=== Passage shown ===
Maryland’s Legislative LGBTQ+ Caucus outlined legislative priorities for the remainder of the General Assembly’s 2026 term during a press conference on March 5.

State Del. Kris Fair (D-Fredrick County) led the press conference. State Del. Ashanti Martinez (D-Prince George’s County) and other caucus members also spoke.

Caucus members are sponsoring 12 bills and supporting four others.

Martinez is sponsoring House Bill 1114, which would expand PrEP access in Maryland.

“PrEP is 99 percent effective in preventing HIV transmission,” he explained, noting PrEP’s cost often turns away potential users. 

The bill aims to extend insurance coverage and expand pharmacists’ ability to prescribe PrEP along with other HIV treatments and testing. Martinez is working with state Sen. Clarence Lam (D-Anne Arundel and Howard Counties) and FreeState Justice on the bill. 

The House Health Committee had a hearing last week that included HB1114. 

“Ending the HIV epidemic is about expanding access and providing these life-saving tools to all persons in Maryland,” Martinez said. 

Several other pieces of legislation were highlighted during the press conferences. They included measures focused on youth and education, birth certificate markers, so-called conversion therapy, and hormone medications. 

State Sen. Cheryl Kagan (D-Montgomery County) is cosponsoring Senate Bill 950, which would update and strengthen conversion therapy laws. State Del. Bonnie Cullison (D-Montgomery County) has introduced an identical bill that would extend the statute of limitations on individuals who facilitate conversion therapy.

Kagan explained the bill would allow conversion therapy victims to come to terms with their experience undergoing the widely discredited practice that “creates shame and it silences survivors.” 

When questioned, Fair explained the press conference happened late into the legislative session because “we [the caucus] are constantly having to respond in real time to what’s happening in Washington” while drafting and considering pieces of legislation. 

The Frederick County Democrat described this session’s bills as the “most ambitious list of priorities to date.” Fair also described the caucus’s goals.

“It’s decency, it’s dignity, and its humanity,” he said.
=== Data shown ===
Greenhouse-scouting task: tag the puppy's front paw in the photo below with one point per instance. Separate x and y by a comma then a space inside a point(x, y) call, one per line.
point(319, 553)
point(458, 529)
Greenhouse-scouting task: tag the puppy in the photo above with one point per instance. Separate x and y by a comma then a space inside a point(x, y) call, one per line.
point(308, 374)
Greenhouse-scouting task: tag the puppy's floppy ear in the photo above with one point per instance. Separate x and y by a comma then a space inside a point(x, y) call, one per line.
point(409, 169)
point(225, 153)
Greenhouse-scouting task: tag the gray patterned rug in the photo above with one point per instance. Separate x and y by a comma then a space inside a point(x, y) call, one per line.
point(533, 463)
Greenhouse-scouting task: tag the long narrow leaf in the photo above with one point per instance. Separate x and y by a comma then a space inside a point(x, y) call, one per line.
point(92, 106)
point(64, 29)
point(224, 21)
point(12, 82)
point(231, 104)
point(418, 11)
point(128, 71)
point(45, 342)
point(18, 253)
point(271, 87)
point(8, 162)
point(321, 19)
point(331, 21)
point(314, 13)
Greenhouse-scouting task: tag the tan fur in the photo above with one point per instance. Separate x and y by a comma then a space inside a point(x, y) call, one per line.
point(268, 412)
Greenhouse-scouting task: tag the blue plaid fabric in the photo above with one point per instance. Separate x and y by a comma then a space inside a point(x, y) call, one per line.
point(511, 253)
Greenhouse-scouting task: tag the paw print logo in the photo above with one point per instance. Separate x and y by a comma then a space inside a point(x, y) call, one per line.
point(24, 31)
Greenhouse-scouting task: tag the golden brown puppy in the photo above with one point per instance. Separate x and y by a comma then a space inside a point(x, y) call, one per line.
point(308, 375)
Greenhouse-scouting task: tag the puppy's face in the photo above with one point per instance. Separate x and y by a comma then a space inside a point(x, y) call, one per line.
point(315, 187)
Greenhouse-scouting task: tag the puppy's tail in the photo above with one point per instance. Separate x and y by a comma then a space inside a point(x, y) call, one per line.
===
[What to do]
Quote the part of the passage on the Maryland LGBTQ+ Caucus that opens with the words containing "The bill aims" and closes with "that included HB1114.".

[Written answer]
The bill aims to extend insurance coverage and expand pharmacists’ ability to prescribe PrEP along with other HIV treatments and testing. Martinez is working with state Sen. Clarence Lam (D-Anne Arundel and Howard Counties) and FreeState Justice on the bill. 

The House Health Committee had a hearing last week that included HB1114.